CO ZROBIĆ:
Przeskaluj fragment materiału, który zaczyna się na jego początku i kończy wierszem zawierającym „point(16, 557)”. Przepisz wszystkie te wiersze wraz z poleceniami, mnożąc przez 2,15 tylko współrzędne punktów w odpowiedziach i zaokrąglając je do liczb całkowitych (połówki w górę), a obrazy pomiń.

DANE WEJŚCIOWE:
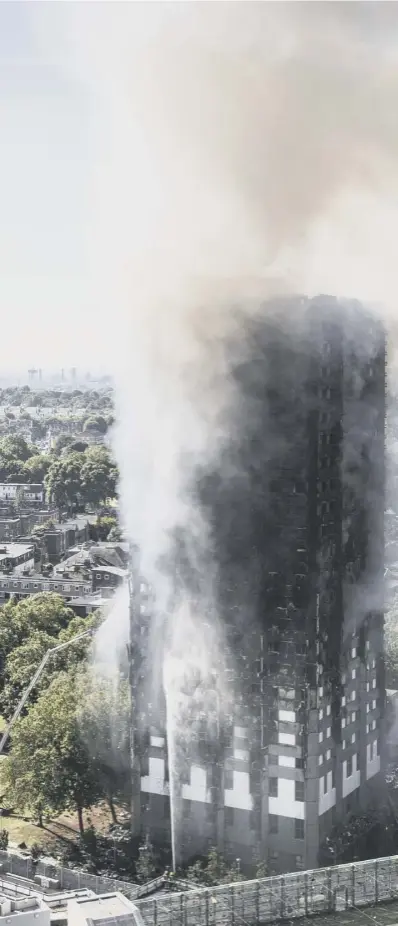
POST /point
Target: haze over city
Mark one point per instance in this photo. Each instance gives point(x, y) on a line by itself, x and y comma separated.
point(198, 552)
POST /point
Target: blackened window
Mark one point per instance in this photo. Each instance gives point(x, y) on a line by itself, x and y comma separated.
point(273, 823)
point(273, 787)
point(229, 816)
point(228, 780)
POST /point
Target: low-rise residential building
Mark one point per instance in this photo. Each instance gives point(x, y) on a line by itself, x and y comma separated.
point(87, 604)
point(30, 492)
point(107, 577)
point(58, 540)
point(10, 528)
point(104, 909)
point(23, 586)
point(24, 911)
point(16, 557)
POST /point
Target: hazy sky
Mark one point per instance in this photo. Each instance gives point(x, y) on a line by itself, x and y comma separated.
point(60, 64)
point(47, 150)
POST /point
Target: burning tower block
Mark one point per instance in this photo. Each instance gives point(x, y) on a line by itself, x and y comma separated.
point(294, 507)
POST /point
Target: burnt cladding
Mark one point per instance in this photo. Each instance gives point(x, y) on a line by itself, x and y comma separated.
point(300, 464)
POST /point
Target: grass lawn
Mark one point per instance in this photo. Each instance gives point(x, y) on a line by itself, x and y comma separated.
point(58, 832)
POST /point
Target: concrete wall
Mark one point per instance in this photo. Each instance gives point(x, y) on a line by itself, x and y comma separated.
point(326, 890)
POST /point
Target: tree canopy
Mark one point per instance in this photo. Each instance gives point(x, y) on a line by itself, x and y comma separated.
point(78, 479)
point(50, 769)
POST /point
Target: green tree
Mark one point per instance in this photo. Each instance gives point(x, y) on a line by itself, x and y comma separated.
point(18, 620)
point(62, 443)
point(80, 446)
point(49, 769)
point(16, 448)
point(64, 481)
point(23, 661)
point(99, 476)
point(36, 468)
point(102, 528)
point(96, 424)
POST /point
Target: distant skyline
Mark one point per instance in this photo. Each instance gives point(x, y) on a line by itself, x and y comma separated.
point(49, 136)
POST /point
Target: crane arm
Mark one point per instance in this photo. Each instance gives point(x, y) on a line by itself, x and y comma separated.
point(35, 678)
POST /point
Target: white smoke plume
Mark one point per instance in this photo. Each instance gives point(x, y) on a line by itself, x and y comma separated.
point(248, 149)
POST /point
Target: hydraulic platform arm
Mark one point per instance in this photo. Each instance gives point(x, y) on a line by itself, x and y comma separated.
point(21, 704)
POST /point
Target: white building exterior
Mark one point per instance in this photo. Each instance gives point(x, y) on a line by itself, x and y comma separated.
point(24, 911)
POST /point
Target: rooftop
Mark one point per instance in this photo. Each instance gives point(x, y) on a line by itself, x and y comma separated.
point(112, 570)
point(113, 907)
point(14, 549)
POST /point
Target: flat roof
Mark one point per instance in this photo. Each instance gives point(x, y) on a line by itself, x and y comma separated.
point(14, 549)
point(104, 906)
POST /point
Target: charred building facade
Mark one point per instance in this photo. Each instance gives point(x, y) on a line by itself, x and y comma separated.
point(295, 510)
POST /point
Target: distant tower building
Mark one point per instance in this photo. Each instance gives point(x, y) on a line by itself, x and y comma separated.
point(295, 510)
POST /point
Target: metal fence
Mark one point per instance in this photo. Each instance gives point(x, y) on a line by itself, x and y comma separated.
point(69, 879)
point(327, 890)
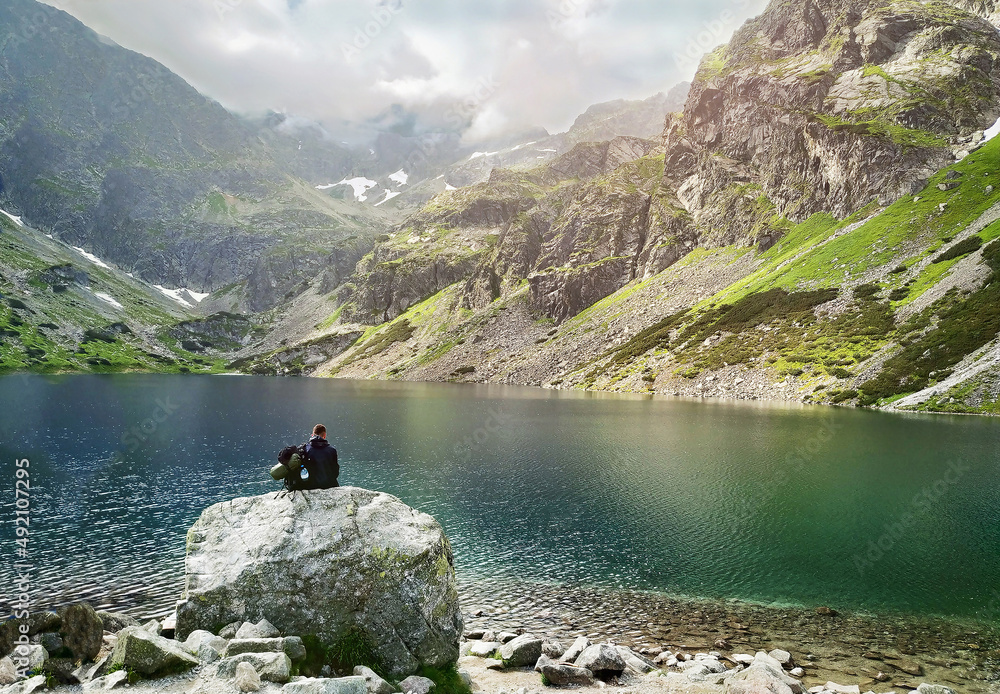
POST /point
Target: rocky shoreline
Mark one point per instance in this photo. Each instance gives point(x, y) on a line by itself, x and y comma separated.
point(248, 657)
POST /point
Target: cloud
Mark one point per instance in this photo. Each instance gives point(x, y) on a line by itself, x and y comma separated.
point(339, 61)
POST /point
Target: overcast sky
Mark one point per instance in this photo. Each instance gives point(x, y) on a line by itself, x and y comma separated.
point(487, 66)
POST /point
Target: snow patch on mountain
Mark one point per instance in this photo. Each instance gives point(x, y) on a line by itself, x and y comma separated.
point(389, 195)
point(182, 295)
point(13, 218)
point(109, 299)
point(360, 185)
point(91, 257)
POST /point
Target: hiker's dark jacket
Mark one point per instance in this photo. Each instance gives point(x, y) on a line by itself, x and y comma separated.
point(321, 462)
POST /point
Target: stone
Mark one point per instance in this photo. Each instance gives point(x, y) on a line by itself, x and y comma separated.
point(373, 683)
point(562, 675)
point(636, 663)
point(149, 654)
point(254, 645)
point(207, 654)
point(261, 630)
point(52, 643)
point(246, 678)
point(764, 674)
point(842, 688)
point(579, 646)
point(324, 685)
point(8, 671)
point(36, 656)
point(273, 667)
point(553, 649)
point(484, 649)
point(784, 658)
point(201, 637)
point(116, 621)
point(665, 657)
point(82, 630)
point(63, 670)
point(602, 660)
point(522, 651)
point(294, 648)
point(365, 563)
point(909, 668)
point(934, 689)
point(696, 671)
point(27, 686)
point(414, 684)
point(103, 684)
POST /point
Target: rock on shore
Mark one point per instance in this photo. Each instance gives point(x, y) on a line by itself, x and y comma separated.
point(355, 569)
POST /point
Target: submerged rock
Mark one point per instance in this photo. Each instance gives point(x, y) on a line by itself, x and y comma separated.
point(603, 660)
point(341, 564)
point(561, 674)
point(148, 654)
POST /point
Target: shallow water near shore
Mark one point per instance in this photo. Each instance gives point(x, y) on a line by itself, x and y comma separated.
point(787, 506)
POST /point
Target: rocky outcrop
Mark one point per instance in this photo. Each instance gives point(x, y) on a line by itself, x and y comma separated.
point(825, 106)
point(357, 570)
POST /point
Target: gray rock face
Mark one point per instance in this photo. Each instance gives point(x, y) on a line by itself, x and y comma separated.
point(561, 674)
point(415, 684)
point(764, 674)
point(103, 684)
point(373, 683)
point(522, 651)
point(8, 671)
point(603, 660)
point(82, 630)
point(261, 630)
point(340, 685)
point(149, 654)
point(327, 563)
point(581, 644)
point(553, 649)
point(246, 678)
point(272, 667)
point(635, 662)
point(781, 120)
point(484, 649)
point(116, 621)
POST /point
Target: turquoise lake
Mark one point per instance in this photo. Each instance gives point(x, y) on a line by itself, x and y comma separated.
point(768, 503)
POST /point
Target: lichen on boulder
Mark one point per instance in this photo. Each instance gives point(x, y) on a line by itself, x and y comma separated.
point(360, 575)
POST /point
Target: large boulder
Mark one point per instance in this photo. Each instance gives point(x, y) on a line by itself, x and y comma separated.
point(764, 674)
point(357, 570)
point(82, 630)
point(149, 654)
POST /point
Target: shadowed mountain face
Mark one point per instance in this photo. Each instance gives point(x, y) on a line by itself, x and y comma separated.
point(108, 149)
point(827, 104)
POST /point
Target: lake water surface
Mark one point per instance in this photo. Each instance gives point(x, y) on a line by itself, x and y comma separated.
point(782, 505)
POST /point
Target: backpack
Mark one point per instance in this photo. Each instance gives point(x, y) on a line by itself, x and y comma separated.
point(293, 458)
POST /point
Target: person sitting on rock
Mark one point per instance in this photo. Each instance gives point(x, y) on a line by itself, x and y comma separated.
point(321, 463)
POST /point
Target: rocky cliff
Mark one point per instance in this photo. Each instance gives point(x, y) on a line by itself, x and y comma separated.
point(818, 219)
point(826, 105)
point(108, 150)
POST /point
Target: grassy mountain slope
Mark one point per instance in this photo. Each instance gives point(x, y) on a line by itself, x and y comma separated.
point(886, 303)
point(109, 150)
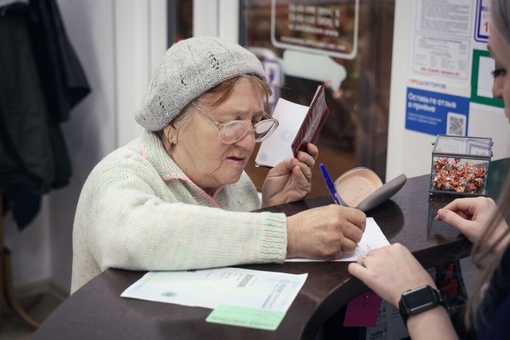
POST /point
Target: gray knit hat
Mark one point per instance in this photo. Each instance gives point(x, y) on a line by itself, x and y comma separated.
point(190, 68)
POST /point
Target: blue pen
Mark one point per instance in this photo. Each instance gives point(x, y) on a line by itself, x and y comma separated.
point(329, 184)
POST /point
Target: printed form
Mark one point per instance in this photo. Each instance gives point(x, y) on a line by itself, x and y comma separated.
point(210, 288)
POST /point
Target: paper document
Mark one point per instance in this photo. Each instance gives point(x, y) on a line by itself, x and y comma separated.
point(372, 238)
point(299, 125)
point(210, 288)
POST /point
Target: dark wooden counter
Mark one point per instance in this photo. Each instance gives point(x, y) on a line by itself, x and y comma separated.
point(97, 310)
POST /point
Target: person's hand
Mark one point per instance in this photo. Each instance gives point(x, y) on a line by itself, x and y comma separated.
point(390, 271)
point(471, 216)
point(290, 180)
point(324, 233)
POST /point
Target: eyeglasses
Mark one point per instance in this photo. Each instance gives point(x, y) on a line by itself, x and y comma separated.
point(235, 130)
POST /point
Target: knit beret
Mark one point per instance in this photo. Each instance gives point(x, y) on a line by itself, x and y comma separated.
point(189, 68)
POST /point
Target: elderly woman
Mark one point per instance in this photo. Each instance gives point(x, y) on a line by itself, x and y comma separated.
point(178, 198)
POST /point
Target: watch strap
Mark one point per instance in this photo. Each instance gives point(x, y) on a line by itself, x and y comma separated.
point(418, 300)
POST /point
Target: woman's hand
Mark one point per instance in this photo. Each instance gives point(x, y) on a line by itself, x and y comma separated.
point(325, 232)
point(471, 216)
point(291, 179)
point(390, 271)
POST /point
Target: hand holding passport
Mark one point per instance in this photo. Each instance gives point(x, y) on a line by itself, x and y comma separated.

ROZWIĄZANE ZADANIE:
POST /point
Target: haze over city
Mark one point per instance in this photo. Each instance gives point(x, y) on a line by itself, x and y comma separated.
point(426, 1187)
POST /point
Target: blackened window
Mark one point per instance in this photo. Each instance gives point(x, y) on a line by itself, x and y comma separated.
point(587, 1769)
point(587, 1692)
point(492, 1754)
point(490, 1677)
POST /point
Target: low-rise residential building
Mark one point per instance in this photo. Each instance gives point(x, y) on a line by itself, x and y comma separated.
point(187, 1299)
point(65, 1058)
point(230, 1241)
point(125, 1161)
point(22, 1135)
point(224, 1954)
point(49, 1260)
point(52, 1959)
point(34, 1198)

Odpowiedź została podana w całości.